Source:
····················

A package that wraps the doctrine/search prototype into a Symfony2 bundle, allowing Doctrine 2 ORM-like interactions with Elasticsearch.
Include this in your composer.json
{
"require": {
"revinate/search-bundle": "dev-master"
}
}
Fill in your configuration settings in config.yml
revinate_search:
connection:
host: 127.0.0.1
port: 9200
paths: ["%kernel.root_dir%/../src/Revinate/SharedBundle/Elasticsearch/Entity", "%kernel.root_dir%/../src/Inguest/GRMBundle"]
env: dev
For paths
, specify the location of all your Elasticsearch entities within your project.
You can now access the features of this bundle through the predefined services.
$searchManager = $this->getContainer()->get('revinate_search.search_manager');
$mappingManager = $this->getContainer()->get('revinate_search.mapping_manager');
Basic entity mappings for index and type generation can be annotated as shown in the following example. Mappings can be rendered into a format suitable for automatically generating indexes and templates.

····················

Given data:
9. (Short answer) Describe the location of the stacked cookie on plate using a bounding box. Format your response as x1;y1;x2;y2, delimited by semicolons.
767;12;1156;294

····················

Exercise instructions:
1) Using the text on the Symfony Elasticsearch bundle, answer the following:
(a) Which package and version does it say to add to composer.json?
(b) What port number does the sample configuration specify for the connection?
(c) Which service name does it use to retrieve the mapping manager?
2) Pick up the text on the Symfony Elasticsearch bundle from its last sentence and continue it.

Exercise responses:
1)
(a) "revinate/search-bundle" at version "dev-master".
(b) 9200.
(c) 'revinate_search.mapping_manager'.

2)
<?php
namespace Revinate\SharedBundle\Elasticsearch\Entity;
use Revinate\SearchBundle\Lib\Search\Mapping\Annotations\ElasticField;
use Revinate\SearchBundle\Lib\Search\Mapping\Annotations\ElasticSearchable;
use Revinate\SearchBundle\Lib\Search\Mapping\Annotations\Id;
use Revinate\SearchBundle\Lib\Search\Mapping\Annotations\TimeSeriesField;
/**
* @ElasticSearchable(
* index="index_name",
* type="index_type",
* timeSeriesScale="monthly",
* dynamic="strict",
* parent="parent_type"
* numberOfShards=4,
* numberOfReplicas=1
* )
*/
class Post extends \Revinate\SearchBundle\Lib\Search\BaseElasticsearchEntity {
const INDEX_TYPE = 'index_type';
/**
* The id field used by this index type
* @Id
* @ElasticField(type="string", index="not_analyzed")
*/
protected $id;
/**
* An integer field
* @ElasticField(type="integer")
*/
protected $views;
/**
* A string field without an analyzer
* @ElasticField(type="string", index="not_analyzed")
*/
protected $title;
/**
* A date field, also used for the time series indexing
* @ElasticField(type="date", format="dateOptionalTime")
* @TimeSeriesField
*/
protected $date;
/**
* A dynamic object, with some predefined mappings
* @ElasticField(type="object", dynamic=true, properties={
* @ElasticField(name="userId", type="integer"),
* @ElasticField(name="type", type="string", index="not_analyzed")
* })
*/
protected $source;
/**
* A nested object, with some predefined mappings
* @ElasticField(type="nested", dynamic=true, properties={
* @ElasticField(name="userId", type="integer"),
* @ElasticField(name="type", type="string", index="not_analyzed")
* })
*/
protected $metadata;
}
As you can see the @ElasticField
can be nested.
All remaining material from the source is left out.